## SHORT EXERCISE
Word for word, print each line of the listing below; pictures stay out.

## GIVEN ENTRIES
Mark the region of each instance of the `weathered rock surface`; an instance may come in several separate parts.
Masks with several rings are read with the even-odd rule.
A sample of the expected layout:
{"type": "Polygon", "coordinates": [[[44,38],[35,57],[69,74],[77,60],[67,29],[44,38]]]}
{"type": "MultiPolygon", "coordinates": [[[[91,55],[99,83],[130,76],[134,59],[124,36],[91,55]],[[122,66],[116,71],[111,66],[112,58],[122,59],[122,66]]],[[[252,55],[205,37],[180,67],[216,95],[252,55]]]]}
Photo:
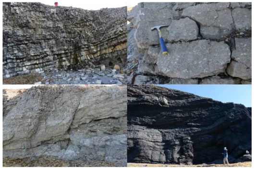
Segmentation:
{"type": "Polygon", "coordinates": [[[201,85],[239,85],[241,79],[238,78],[228,77],[222,78],[219,76],[213,76],[202,79],[199,84],[201,85]]]}
{"type": "Polygon", "coordinates": [[[170,77],[204,77],[224,72],[230,61],[229,47],[223,42],[200,40],[166,44],[167,55],[159,53],[158,73],[170,77]]]}
{"type": "Polygon", "coordinates": [[[251,150],[251,107],[155,85],[128,86],[127,97],[128,162],[208,163],[224,147],[234,161],[251,150]]]}
{"type": "Polygon", "coordinates": [[[233,29],[229,5],[229,2],[198,4],[185,9],[182,15],[196,21],[201,26],[204,37],[219,39],[231,33],[233,29]]]}
{"type": "Polygon", "coordinates": [[[235,8],[232,11],[235,28],[241,32],[252,30],[252,10],[246,8],[235,8]]]}
{"type": "Polygon", "coordinates": [[[252,78],[252,38],[236,38],[236,49],[232,61],[227,69],[228,74],[243,79],[252,78]]]}
{"type": "MultiPolygon", "coordinates": [[[[134,65],[129,65],[127,72],[184,79],[215,75],[224,78],[221,75],[227,72],[234,77],[231,79],[250,79],[251,61],[248,60],[251,67],[246,67],[244,61],[235,63],[230,54],[237,48],[237,39],[251,44],[251,3],[242,2],[139,3],[127,18],[134,32],[128,39],[134,39],[131,42],[137,49],[133,47],[129,52],[134,65]],[[170,25],[161,29],[167,55],[160,52],[157,32],[150,30],[162,25],[170,25]]],[[[219,82],[231,82],[223,80],[219,82]]]]}
{"type": "Polygon", "coordinates": [[[167,40],[170,42],[194,40],[198,36],[196,23],[188,18],[173,21],[167,30],[169,34],[167,40]]]}
{"type": "Polygon", "coordinates": [[[46,155],[126,166],[126,86],[9,90],[3,93],[4,157],[46,155]]]}
{"type": "Polygon", "coordinates": [[[3,3],[4,77],[89,62],[124,64],[126,10],[3,3]]]}
{"type": "Polygon", "coordinates": [[[198,85],[198,80],[197,79],[183,79],[174,78],[172,78],[169,83],[169,85],[198,85]]]}

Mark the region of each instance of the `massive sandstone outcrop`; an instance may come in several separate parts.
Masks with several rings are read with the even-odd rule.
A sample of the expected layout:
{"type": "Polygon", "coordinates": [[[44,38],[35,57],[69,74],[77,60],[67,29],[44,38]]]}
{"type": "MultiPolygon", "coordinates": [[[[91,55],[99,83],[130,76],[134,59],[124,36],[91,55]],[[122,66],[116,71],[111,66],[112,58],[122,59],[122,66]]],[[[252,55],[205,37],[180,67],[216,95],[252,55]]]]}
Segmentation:
{"type": "Polygon", "coordinates": [[[125,86],[4,90],[3,155],[127,160],[125,86]]]}
{"type": "Polygon", "coordinates": [[[223,163],[224,147],[251,161],[251,107],[155,85],[128,86],[127,102],[128,162],[223,163]]]}
{"type": "Polygon", "coordinates": [[[124,64],[126,10],[3,3],[4,77],[89,62],[124,64]]]}
{"type": "MultiPolygon", "coordinates": [[[[139,3],[127,17],[128,39],[136,47],[129,48],[128,42],[128,56],[139,63],[134,73],[166,77],[159,84],[251,82],[251,3],[139,3]],[[162,54],[158,32],[150,30],[162,25],[170,25],[161,29],[167,55],[162,54]]],[[[158,83],[147,78],[131,83],[158,83]]]]}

## ANSWER BELOW
Mark the region of each instance of the `weathered rock surface`; an instance may come in several separate parts.
Masks with several rings are read with the even-odd rule.
A sample of the expected layout:
{"type": "Polygon", "coordinates": [[[44,38],[35,57],[69,74],[77,60],[67,29],[44,38]]]}
{"type": "MultiPolygon", "coordinates": [[[[91,55],[99,83],[130,76],[134,59],[124,36],[91,55]],[[122,66],[116,71],[111,66],[112,58],[122,59],[122,66]]],[[[252,55],[205,37],[180,67],[216,95],[252,55]]]]}
Photo:
Segmentation:
{"type": "Polygon", "coordinates": [[[201,85],[239,85],[241,79],[238,78],[228,77],[222,78],[219,76],[213,76],[202,79],[199,84],[201,85]]]}
{"type": "Polygon", "coordinates": [[[170,77],[204,77],[224,72],[230,61],[229,47],[223,42],[200,40],[166,44],[167,55],[159,53],[158,73],[170,77]]]}
{"type": "Polygon", "coordinates": [[[251,150],[251,107],[155,85],[128,86],[127,97],[128,162],[208,163],[224,147],[234,161],[251,150]]]}
{"type": "Polygon", "coordinates": [[[233,29],[229,5],[229,2],[198,4],[185,9],[182,15],[196,21],[201,26],[204,37],[219,39],[231,33],[233,29]]]}
{"type": "Polygon", "coordinates": [[[235,8],[232,11],[235,28],[241,32],[252,30],[252,10],[246,8],[235,8]]]}
{"type": "Polygon", "coordinates": [[[252,78],[252,38],[236,38],[236,49],[232,61],[227,69],[228,74],[243,79],[252,78]]]}
{"type": "MultiPolygon", "coordinates": [[[[134,65],[129,65],[127,72],[184,79],[215,75],[224,78],[221,75],[227,72],[234,77],[231,79],[250,79],[251,61],[248,60],[251,67],[246,67],[244,61],[235,63],[230,54],[237,48],[237,39],[251,44],[251,3],[242,2],[139,3],[127,18],[134,32],[128,39],[134,39],[131,42],[137,49],[133,47],[129,52],[134,65]],[[170,25],[161,29],[167,55],[160,52],[157,32],[150,30],[162,25],[170,25]]],[[[219,82],[231,82],[223,80],[219,82]]]]}
{"type": "Polygon", "coordinates": [[[167,40],[170,42],[194,40],[198,36],[196,23],[188,18],[173,21],[167,30],[169,34],[167,40]]]}
{"type": "Polygon", "coordinates": [[[46,155],[126,166],[126,86],[9,90],[3,93],[4,157],[46,155]]]}
{"type": "Polygon", "coordinates": [[[3,3],[4,77],[89,62],[124,64],[126,10],[3,3]]]}
{"type": "Polygon", "coordinates": [[[198,85],[198,80],[197,79],[183,79],[174,78],[172,78],[169,83],[169,85],[198,85]]]}

Mark the region of each instance of the `massive sandstone outcrop`; an instance may come in several separate parts.
Masks with several rings are read with the even-odd rule.
A sample of the expected layout:
{"type": "Polygon", "coordinates": [[[44,38],[35,57],[69,74],[77,60],[67,29],[44,38]]]}
{"type": "MultiPolygon", "coordinates": [[[[91,55],[99,83],[130,76],[134,59],[124,36],[91,55]],[[122,66],[116,71],[111,66],[112,58],[122,59],[122,66]]],[[[252,55],[205,37],[180,67],[216,95],[252,55]]]]}
Segmentation:
{"type": "Polygon", "coordinates": [[[125,86],[4,90],[3,155],[127,160],[125,86]]]}
{"type": "Polygon", "coordinates": [[[223,163],[224,147],[251,161],[251,107],[155,85],[128,86],[127,102],[128,162],[223,163]]]}
{"type": "Polygon", "coordinates": [[[124,64],[126,10],[3,3],[4,77],[89,62],[124,64]]]}
{"type": "MultiPolygon", "coordinates": [[[[139,3],[127,17],[128,39],[136,47],[129,48],[128,42],[128,56],[139,63],[134,73],[166,77],[159,84],[251,82],[251,3],[139,3]],[[162,54],[158,32],[150,30],[162,25],[170,25],[161,29],[167,55],[162,54]]],[[[158,83],[147,78],[131,83],[158,83]]]]}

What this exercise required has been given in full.